[Record set]
(begin)

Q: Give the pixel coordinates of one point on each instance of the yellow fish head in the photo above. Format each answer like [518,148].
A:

(end)
(begin)

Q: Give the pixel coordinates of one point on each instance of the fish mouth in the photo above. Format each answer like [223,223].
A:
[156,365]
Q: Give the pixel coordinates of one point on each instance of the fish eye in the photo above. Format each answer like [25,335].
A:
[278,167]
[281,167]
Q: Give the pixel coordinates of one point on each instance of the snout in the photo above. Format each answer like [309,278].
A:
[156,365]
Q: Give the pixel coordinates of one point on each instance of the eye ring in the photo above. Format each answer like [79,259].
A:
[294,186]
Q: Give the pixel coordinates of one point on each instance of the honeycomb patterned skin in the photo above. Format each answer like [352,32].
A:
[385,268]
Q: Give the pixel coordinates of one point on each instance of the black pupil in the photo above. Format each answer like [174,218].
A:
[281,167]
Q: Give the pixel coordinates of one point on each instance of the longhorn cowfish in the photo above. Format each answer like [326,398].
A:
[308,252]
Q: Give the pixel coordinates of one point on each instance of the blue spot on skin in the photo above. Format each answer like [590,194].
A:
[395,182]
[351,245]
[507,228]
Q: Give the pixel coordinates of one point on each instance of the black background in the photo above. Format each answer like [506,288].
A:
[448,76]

(end)

[Exercise brief] Extract each line of the records above that contains the word "skin", copying every such line in full.

[Solution]
Q: Give the pixel coordinates of one point on each instance of the honeycomb patterned skin in the photo above. Format each answer like [352,32].
Q: Give the pixel coordinates of one point on each instance of the blue spot on skin in the photo above. Format each answer like [590,194].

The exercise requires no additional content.